== Work to be completed ==
Update the material between the lines holding "the girl's leg" and "x=273, y=256", inclusive, by changing "innermost" to "central" and leaving everything else unchanged. Give only those lines.

== Source data ==
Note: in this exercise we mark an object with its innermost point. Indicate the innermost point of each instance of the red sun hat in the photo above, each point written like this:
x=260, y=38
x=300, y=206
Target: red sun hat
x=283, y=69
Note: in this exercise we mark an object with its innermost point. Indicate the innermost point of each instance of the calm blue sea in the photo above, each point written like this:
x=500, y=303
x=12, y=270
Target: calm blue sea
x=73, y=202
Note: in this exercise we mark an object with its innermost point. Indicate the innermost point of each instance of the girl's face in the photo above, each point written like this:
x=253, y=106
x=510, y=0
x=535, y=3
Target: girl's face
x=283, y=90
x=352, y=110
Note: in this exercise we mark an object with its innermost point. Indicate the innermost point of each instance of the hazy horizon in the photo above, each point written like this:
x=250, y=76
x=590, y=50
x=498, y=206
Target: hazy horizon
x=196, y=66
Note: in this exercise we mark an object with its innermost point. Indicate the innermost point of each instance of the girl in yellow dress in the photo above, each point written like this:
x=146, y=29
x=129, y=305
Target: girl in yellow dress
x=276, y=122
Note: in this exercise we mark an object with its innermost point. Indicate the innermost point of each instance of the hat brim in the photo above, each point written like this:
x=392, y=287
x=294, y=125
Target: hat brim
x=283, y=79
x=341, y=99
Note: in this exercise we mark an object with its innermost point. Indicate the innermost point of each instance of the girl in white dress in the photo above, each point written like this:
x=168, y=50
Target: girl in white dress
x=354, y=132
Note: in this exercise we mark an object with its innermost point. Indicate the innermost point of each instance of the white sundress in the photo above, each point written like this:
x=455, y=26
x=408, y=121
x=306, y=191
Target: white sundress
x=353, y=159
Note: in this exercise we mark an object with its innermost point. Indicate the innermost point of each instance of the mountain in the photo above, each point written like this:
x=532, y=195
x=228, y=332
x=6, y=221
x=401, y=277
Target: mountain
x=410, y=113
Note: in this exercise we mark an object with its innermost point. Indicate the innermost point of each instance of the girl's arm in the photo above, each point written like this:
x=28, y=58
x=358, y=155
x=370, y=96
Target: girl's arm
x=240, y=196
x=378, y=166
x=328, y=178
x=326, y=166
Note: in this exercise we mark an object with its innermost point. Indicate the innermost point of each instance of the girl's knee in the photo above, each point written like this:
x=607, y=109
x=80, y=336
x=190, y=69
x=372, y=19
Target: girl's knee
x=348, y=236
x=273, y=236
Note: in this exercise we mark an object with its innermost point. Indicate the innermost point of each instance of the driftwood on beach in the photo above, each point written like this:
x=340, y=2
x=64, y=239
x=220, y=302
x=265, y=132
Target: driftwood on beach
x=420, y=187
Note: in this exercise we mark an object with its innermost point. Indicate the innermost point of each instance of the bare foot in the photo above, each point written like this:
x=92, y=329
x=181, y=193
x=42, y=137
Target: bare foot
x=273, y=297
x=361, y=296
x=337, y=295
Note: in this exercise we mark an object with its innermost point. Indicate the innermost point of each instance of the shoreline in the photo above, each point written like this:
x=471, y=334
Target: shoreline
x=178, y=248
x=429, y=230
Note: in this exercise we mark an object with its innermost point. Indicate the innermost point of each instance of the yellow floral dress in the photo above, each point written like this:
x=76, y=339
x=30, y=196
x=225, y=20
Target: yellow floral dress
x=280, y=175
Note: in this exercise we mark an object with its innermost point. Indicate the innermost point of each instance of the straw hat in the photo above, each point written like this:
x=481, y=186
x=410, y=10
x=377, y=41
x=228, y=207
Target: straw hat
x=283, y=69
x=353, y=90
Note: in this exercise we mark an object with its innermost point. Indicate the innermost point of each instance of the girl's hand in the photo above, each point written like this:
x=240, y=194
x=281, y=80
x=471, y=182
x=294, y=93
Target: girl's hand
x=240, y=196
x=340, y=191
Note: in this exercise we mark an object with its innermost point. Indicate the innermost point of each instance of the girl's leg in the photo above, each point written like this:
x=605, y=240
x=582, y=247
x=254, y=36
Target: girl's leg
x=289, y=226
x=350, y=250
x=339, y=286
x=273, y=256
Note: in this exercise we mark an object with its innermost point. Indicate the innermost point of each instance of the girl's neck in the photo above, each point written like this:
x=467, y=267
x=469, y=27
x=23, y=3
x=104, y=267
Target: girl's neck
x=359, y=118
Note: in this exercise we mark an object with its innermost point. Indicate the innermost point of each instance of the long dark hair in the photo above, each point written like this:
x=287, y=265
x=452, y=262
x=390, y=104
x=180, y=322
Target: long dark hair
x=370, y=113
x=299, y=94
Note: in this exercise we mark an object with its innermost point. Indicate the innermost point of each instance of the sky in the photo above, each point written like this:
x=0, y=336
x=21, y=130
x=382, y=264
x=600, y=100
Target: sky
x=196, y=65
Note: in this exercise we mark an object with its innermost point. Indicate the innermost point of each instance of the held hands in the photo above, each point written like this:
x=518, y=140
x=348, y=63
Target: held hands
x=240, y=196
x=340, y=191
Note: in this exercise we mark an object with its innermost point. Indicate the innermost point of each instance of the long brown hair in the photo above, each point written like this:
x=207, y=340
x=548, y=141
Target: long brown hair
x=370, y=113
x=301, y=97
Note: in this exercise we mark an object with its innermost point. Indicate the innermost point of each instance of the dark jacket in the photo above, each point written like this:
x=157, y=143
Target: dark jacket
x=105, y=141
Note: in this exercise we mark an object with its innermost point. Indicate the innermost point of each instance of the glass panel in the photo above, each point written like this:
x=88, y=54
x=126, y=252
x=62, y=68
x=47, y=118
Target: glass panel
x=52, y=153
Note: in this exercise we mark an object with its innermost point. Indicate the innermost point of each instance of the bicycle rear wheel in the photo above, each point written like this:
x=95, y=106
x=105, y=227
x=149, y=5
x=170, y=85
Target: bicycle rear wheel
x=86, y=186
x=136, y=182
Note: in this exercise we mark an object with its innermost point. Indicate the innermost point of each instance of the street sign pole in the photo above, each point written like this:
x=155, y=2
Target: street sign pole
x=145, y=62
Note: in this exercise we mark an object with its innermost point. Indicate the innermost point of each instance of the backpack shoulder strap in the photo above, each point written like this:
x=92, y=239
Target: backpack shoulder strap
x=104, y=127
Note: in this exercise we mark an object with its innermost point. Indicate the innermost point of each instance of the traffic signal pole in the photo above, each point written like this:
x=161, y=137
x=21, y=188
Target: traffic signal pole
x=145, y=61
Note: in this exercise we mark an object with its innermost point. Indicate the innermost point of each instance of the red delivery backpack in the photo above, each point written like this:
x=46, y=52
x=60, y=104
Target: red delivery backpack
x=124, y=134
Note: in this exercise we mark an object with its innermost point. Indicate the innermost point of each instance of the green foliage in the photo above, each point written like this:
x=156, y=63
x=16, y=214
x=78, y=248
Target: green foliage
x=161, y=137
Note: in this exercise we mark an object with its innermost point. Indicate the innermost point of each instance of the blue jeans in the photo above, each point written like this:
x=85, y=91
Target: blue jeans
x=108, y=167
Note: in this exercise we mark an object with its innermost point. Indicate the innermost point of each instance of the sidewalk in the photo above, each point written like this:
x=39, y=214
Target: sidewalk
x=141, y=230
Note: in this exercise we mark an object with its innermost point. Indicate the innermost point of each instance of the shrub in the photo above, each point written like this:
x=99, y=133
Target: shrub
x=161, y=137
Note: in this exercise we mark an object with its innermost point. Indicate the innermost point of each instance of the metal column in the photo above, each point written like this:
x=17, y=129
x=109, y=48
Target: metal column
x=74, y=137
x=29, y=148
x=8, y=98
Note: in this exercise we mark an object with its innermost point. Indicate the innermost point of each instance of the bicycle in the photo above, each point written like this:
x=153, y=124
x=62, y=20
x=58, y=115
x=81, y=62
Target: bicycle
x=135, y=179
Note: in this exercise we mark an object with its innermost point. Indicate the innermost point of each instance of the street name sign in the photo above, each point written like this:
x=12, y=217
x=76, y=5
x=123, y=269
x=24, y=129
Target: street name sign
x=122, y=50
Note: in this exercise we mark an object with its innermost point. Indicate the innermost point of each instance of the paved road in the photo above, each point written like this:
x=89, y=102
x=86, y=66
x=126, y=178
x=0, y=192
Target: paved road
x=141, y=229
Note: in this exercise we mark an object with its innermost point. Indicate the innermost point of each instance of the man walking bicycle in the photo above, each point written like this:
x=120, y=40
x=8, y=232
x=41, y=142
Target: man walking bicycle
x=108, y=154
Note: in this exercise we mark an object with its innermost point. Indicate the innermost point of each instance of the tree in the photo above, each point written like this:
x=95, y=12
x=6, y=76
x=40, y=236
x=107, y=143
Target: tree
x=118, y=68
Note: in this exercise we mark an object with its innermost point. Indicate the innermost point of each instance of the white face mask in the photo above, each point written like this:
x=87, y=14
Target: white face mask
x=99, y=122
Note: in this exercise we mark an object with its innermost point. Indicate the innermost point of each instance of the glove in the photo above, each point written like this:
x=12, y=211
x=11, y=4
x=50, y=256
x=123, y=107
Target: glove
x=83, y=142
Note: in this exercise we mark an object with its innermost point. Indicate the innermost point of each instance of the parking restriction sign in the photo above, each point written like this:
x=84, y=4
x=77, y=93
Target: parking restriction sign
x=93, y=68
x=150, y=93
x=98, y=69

== Response ==
Note: in this exercise we mark an object with its central point. Indicate the central point of each instance of the girl's leg in the photo above, each point written like this:
x=605, y=240
x=582, y=247
x=254, y=36
Target: girl's leg
x=289, y=226
x=350, y=250
x=339, y=286
x=273, y=256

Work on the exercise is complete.